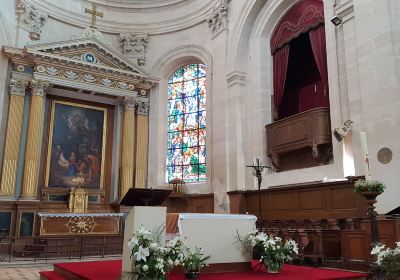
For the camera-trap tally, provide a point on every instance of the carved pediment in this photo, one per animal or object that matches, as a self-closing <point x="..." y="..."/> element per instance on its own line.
<point x="86" y="51"/>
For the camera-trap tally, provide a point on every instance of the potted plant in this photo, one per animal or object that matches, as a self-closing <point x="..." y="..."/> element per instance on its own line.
<point x="369" y="186"/>
<point x="150" y="258"/>
<point x="388" y="260"/>
<point x="273" y="250"/>
<point x="193" y="262"/>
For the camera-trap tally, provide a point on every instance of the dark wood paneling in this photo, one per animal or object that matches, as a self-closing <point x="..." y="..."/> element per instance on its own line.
<point x="181" y="203"/>
<point x="317" y="200"/>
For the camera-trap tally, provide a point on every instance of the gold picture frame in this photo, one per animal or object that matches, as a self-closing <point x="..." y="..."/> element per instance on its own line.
<point x="51" y="137"/>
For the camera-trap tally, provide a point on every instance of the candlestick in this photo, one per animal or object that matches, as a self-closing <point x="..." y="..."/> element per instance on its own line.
<point x="365" y="157"/>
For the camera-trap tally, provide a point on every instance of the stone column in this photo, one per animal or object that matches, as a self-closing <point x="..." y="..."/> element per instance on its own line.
<point x="128" y="145"/>
<point x="33" y="144"/>
<point x="13" y="136"/>
<point x="142" y="144"/>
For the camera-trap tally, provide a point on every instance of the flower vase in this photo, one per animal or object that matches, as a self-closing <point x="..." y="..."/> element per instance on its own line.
<point x="273" y="267"/>
<point x="192" y="275"/>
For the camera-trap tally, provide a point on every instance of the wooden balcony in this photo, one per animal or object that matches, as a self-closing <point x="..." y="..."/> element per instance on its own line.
<point x="299" y="141"/>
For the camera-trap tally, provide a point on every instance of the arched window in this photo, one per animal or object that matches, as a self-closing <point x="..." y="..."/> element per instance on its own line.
<point x="186" y="158"/>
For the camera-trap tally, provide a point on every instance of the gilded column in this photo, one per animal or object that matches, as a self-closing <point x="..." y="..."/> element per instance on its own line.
<point x="128" y="145"/>
<point x="142" y="144"/>
<point x="13" y="136"/>
<point x="33" y="144"/>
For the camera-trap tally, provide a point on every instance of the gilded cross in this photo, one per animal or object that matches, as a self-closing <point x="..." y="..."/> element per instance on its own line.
<point x="94" y="14"/>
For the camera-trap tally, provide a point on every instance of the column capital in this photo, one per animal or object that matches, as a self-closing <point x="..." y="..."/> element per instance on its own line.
<point x="39" y="87"/>
<point x="128" y="103"/>
<point x="18" y="87"/>
<point x="143" y="108"/>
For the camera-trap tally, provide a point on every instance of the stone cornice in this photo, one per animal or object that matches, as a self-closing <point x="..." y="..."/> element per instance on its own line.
<point x="345" y="10"/>
<point x="18" y="87"/>
<point x="236" y="78"/>
<point x="39" y="87"/>
<point x="160" y="27"/>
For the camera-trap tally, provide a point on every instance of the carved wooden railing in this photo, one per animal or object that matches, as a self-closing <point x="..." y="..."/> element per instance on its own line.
<point x="301" y="140"/>
<point x="343" y="243"/>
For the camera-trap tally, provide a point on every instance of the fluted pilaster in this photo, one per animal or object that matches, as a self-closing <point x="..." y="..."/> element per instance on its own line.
<point x="13" y="136"/>
<point x="35" y="129"/>
<point x="128" y="145"/>
<point x="142" y="144"/>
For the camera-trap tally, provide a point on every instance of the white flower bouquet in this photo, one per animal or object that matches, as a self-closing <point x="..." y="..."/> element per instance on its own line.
<point x="388" y="259"/>
<point x="274" y="251"/>
<point x="151" y="260"/>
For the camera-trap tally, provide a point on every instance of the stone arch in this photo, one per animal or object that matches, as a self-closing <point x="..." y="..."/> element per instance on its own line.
<point x="176" y="57"/>
<point x="165" y="66"/>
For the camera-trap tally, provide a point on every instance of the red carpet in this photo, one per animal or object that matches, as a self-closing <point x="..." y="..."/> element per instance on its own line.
<point x="111" y="270"/>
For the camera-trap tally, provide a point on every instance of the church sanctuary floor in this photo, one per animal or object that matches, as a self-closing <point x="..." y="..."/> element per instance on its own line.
<point x="30" y="270"/>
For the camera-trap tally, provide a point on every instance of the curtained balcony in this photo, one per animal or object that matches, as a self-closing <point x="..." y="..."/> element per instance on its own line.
<point x="299" y="141"/>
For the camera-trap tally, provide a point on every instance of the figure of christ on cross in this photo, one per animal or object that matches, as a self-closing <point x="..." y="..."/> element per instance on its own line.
<point x="94" y="14"/>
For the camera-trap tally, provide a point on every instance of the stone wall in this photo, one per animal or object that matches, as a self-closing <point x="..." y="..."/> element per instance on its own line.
<point x="363" y="66"/>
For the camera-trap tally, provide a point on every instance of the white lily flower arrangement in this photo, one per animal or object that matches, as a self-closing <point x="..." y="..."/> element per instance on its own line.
<point x="153" y="260"/>
<point x="388" y="259"/>
<point x="273" y="251"/>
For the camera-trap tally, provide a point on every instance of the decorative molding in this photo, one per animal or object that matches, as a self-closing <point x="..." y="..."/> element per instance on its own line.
<point x="194" y="13"/>
<point x="143" y="108"/>
<point x="218" y="20"/>
<point x="34" y="18"/>
<point x="128" y="103"/>
<point x="345" y="10"/>
<point x="18" y="87"/>
<point x="134" y="46"/>
<point x="88" y="33"/>
<point x="236" y="78"/>
<point x="39" y="88"/>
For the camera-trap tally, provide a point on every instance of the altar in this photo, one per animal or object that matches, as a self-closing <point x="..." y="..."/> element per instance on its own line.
<point x="67" y="224"/>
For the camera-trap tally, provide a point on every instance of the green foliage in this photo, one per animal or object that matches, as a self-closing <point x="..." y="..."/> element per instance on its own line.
<point x="390" y="265"/>
<point x="369" y="186"/>
<point x="195" y="260"/>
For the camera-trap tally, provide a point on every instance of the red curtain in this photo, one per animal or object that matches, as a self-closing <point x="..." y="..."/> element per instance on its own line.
<point x="302" y="17"/>
<point x="280" y="61"/>
<point x="318" y="45"/>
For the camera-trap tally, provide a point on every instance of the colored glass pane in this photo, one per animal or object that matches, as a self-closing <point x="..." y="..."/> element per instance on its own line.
<point x="175" y="171"/>
<point x="190" y="138"/>
<point x="177" y="76"/>
<point x="175" y="122"/>
<point x="190" y="104"/>
<point x="202" y="70"/>
<point x="175" y="106"/>
<point x="190" y="72"/>
<point x="175" y="139"/>
<point x="191" y="121"/>
<point x="202" y="102"/>
<point x="190" y="88"/>
<point x="202" y="154"/>
<point x="191" y="155"/>
<point x="202" y="136"/>
<point x="202" y="119"/>
<point x="202" y="86"/>
<point x="186" y="114"/>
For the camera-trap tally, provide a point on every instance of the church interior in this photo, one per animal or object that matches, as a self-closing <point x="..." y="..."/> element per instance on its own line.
<point x="274" y="109"/>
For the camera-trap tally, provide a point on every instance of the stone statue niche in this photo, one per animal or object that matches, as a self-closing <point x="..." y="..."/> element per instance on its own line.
<point x="78" y="200"/>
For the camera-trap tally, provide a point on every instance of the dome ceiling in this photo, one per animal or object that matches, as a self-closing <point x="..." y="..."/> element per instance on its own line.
<point x="150" y="16"/>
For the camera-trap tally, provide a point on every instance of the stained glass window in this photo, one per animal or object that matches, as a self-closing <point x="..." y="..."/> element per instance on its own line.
<point x="186" y="157"/>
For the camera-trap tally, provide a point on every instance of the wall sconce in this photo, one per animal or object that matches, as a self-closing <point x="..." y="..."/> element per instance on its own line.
<point x="336" y="20"/>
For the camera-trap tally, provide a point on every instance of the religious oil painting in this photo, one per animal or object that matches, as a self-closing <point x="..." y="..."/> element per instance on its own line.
<point x="76" y="146"/>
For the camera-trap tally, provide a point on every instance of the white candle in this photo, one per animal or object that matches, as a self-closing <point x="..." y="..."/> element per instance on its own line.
<point x="365" y="157"/>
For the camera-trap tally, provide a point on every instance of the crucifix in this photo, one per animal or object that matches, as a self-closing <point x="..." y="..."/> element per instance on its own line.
<point x="257" y="169"/>
<point x="94" y="14"/>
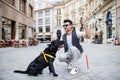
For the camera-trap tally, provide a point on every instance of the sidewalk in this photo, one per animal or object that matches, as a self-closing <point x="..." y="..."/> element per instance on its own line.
<point x="103" y="61"/>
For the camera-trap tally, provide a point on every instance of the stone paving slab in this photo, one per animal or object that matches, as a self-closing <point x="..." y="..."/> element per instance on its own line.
<point x="104" y="63"/>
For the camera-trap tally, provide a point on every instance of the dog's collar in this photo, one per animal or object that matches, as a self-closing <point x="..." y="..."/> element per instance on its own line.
<point x="45" y="54"/>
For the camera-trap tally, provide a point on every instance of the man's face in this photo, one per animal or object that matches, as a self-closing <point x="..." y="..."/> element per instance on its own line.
<point x="67" y="26"/>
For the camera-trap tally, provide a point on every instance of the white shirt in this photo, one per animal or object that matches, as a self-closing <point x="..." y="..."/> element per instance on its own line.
<point x="69" y="38"/>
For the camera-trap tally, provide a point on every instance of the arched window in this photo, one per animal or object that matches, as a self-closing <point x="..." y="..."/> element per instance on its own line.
<point x="109" y="24"/>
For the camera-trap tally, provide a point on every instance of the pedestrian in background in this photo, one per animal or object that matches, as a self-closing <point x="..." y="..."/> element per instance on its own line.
<point x="73" y="50"/>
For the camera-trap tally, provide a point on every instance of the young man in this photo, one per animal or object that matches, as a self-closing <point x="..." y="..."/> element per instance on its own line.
<point x="73" y="50"/>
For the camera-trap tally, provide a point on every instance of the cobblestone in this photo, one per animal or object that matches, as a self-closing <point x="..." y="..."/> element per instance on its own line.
<point x="104" y="63"/>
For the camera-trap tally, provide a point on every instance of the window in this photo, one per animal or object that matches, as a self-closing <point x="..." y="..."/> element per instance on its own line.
<point x="47" y="20"/>
<point x="47" y="12"/>
<point x="58" y="11"/>
<point x="10" y="1"/>
<point x="30" y="11"/>
<point x="40" y="29"/>
<point x="47" y="28"/>
<point x="40" y="14"/>
<point x="35" y="15"/>
<point x="58" y="22"/>
<point x="40" y="21"/>
<point x="22" y="5"/>
<point x="22" y="31"/>
<point x="34" y="29"/>
<point x="40" y="6"/>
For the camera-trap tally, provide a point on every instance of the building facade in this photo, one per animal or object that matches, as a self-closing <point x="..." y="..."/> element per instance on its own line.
<point x="16" y="19"/>
<point x="43" y="20"/>
<point x="101" y="16"/>
<point x="118" y="20"/>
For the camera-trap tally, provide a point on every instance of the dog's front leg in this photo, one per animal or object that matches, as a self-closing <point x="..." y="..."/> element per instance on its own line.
<point x="51" y="68"/>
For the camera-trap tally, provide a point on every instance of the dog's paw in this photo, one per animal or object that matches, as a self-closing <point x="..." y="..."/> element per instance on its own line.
<point x="55" y="75"/>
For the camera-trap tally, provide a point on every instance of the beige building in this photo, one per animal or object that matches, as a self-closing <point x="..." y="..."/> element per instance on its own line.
<point x="102" y="19"/>
<point x="118" y="20"/>
<point x="68" y="9"/>
<point x="43" y="20"/>
<point x="100" y="15"/>
<point x="16" y="19"/>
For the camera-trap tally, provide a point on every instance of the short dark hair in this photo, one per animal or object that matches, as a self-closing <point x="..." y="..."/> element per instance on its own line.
<point x="68" y="20"/>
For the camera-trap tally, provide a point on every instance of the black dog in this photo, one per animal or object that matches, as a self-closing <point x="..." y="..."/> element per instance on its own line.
<point x="45" y="59"/>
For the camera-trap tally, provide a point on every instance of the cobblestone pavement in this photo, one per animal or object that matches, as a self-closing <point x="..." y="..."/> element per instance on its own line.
<point x="104" y="63"/>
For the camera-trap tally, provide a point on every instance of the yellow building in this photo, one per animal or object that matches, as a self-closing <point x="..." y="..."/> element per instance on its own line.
<point x="68" y="9"/>
<point x="100" y="16"/>
<point x="16" y="19"/>
<point x="102" y="19"/>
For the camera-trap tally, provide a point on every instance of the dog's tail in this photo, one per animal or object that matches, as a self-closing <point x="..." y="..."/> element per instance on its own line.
<point x="18" y="71"/>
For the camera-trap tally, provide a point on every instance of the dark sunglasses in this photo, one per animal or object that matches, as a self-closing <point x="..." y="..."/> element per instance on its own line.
<point x="66" y="25"/>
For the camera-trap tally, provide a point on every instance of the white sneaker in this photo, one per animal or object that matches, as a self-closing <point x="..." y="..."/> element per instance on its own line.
<point x="70" y="66"/>
<point x="74" y="71"/>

**EXERCISE AIM**. Reproduce exactly the final stretch of the listing, starting at the line that contains "the dog's tail" and ending with the last line.

**WORKED SOLUTION**.
For the camera-trap tally, provide a point on every instance of the dog's tail in this photo, one per animal or object that matches, as a self-closing <point x="..." y="..."/> element per instance on its own line.
<point x="18" y="71"/>
For the camera-trap tally, provide a point on every instance of the dark sunglasses in this photo, one per animal or object that matches, as a self-closing <point x="..." y="..."/> element per instance on its own line.
<point x="66" y="25"/>
For the camera-trap tally, provide a point on every instance of the white sneaker in this photo, one per animal or object that matches, as a self-closing <point x="..." y="..."/> element per instance on its own line.
<point x="70" y="66"/>
<point x="74" y="71"/>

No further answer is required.